Selected extract>

********

Assessment of a one-week ketogenic diet on brain glycolytic metabolism and on the status epilepticus stage of a lithium-pilocarpine rat model

Abstract

The ketogenic diet (KD) has been shown to be effective in refractory epilepsy after long-term administration. However, its interference with short-term brain metabolism and its involvement in the early process leading to epilepsy remain poorly understood. This study aimed to assess the effect of a short-term ketogenic diet on cerebral glucose metabolic changes, before and after status epilepticus (SE) in rats, by using [¹⁸F]-FDG PET. Thirty-nine rats were subjected to a one-week KD (KD-rats, n = 24) or to a standard diet (SD-rats, n = 15) before the induction of a status epilepticus (SE) by lithium-pilocarpine administrations. Brain [¹⁸F]-FDG PET scans were performed before and 4 h after this induction. Morphological MRIs were acquired and used to spatially normalize the PET images which were then analyzed voxel-wisely using a statistical parametric-based method. Twenty-six rats were analyzed (KD-rats, n = 15; SD-rats, n = 11). The 7 days of the KD were associated with significant increases in the plasma β-hydroxybutyrate level, but with an unchanged glycemia. The PET images, recorded after the KD and before SE induction, showed an increased metabolism within sites involved in the appetitive behaviors: hypothalamic areas and periaqueductal gray, whereas no area of decreased metabolism was observed. At the 4th hour following the SE induction, large metabolism increases were observed in the KD- and SD-rats in areas known to be involved in the epileptogenesis process late-i.e., the hippocampus, parahippocampic, thalamic and hypothalamic areas, the periaqueductal gray, and the limbic structures (and in the motor cortex for the KD-rats only). However, no statistically significant difference was observed when comparing SD and KD groups at the 4th hour following the SE induction. A one-week ketogenic diet does not prevent the status epilepticus (SE) and associated metabolic brain abnormalities in the lithium-pilocarpine rat model. Further explorations are needed to determine whether a significant prevention could be achieved by more prolonged ketogenic diets and by testing this diet in less severe experimental models, and moreover, to analyze the diet effects on the later and chronic stages leading to epileptogenesis.

********

How to complete this task> Reproduce the whole abstract on a one-week ketogenic diet in a lithium-pilocarpine rat model word for word. The records are material that stands separate from the abstract.

********

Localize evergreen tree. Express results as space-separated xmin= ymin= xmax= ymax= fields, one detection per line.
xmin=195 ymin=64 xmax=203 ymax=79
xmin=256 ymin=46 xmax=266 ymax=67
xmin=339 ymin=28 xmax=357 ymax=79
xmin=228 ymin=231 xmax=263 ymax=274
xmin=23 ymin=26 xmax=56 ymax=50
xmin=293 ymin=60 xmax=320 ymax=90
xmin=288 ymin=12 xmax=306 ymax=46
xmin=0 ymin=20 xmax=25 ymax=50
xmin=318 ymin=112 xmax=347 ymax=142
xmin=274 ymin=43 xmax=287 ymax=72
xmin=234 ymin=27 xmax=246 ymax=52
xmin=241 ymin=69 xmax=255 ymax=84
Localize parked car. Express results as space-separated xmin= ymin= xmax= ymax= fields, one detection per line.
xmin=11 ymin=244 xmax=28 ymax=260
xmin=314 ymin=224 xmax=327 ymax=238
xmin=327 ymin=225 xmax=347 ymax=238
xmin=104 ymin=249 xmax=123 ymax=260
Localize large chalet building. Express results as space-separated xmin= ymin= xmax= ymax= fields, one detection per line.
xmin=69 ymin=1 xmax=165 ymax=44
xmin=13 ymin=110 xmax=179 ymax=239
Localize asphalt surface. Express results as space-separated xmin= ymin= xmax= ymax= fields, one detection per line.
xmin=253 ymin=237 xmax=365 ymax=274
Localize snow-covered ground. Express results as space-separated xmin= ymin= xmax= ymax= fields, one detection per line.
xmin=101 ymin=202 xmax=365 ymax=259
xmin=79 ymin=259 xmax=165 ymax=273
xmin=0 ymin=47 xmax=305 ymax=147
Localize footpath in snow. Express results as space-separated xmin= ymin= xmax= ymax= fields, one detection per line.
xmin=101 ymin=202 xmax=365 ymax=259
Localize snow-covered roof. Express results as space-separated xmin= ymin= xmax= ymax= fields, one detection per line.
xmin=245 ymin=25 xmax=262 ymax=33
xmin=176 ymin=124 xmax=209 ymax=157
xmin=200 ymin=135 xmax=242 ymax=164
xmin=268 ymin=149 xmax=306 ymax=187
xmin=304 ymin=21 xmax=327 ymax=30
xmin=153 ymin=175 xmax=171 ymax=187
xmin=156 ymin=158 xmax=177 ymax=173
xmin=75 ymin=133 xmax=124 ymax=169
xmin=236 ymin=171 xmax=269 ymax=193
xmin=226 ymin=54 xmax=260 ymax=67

********

Answer section>
Assessment of a one-week ketogenic diet on brain glycolytic metabolism and on the status epilepticus stage of a lithium-pilocarpine rat model

Abstract

The ketogenic diet (KD) has been shown to be effective in refractory epilepsy after long-term administration. However, its interference with short-term brain metabolism and its involvement in the early process leading to epilepsy remain poorly understood. This study aimed to assess the effect of a short-term ketogenic diet on cerebral glucose metabolic changes, before and after status epilepticus (SE) in rats, by using [¹⁸F]-FDG PET. Thirty-nine rats were subjected to a one-week KD (KD-rats, n = 24) or to a standard diet (SD-rats, n = 15) before the induction of a status epilepticus (SE) by lithium-pilocarpine administrations. Brain [¹⁸F]-FDG PET scans were performed before and 4 h after this induction. Morphological MRIs were acquired and used to spatially normalize the PET images which were then analyzed voxel-wisely using a statistical parametric-based method. Twenty-six rats were analyzed (KD-rats, n = 15; SD-rats, n = 11). The 7 days of the KD were associated with significant increases in the plasma β-hydroxybutyrate level, but with an unchanged glycemia. The PET images, recorded after the KD and before SE induction, showed an increased metabolism within sites involved in the appetitive behaviors: hypothalamic areas and periaqueductal gray, whereas no area of decreased metabolism was observed. At the 4th hour following the SE induction, large metabolism increases were observed in the KD- and SD-rats in areas known to be involved in the epileptogenesis process late-i.e., the hippocampus, parahippocampic, thalamic and hypothalamic areas, the periaqueductal gray, and the limbic structures (and in the motor cortex for the KD-rats only). However, no statistically significant difference was observed when comparing SD and KD groups at the 4th hour following the SE induction. A one-week ketogenic diet does not prevent the status epilepticus (SE) and associated metabolic brain abnormalities in the lithium-pilocarpine rat model. Further explorations are needed to determine whether a significant prevention could be achieved by more prolonged ketogenic diets and by testing this diet in less severe experimental models, and moreover, to analyze the diet effects on the later and chronic stages leading to epileptogenesis.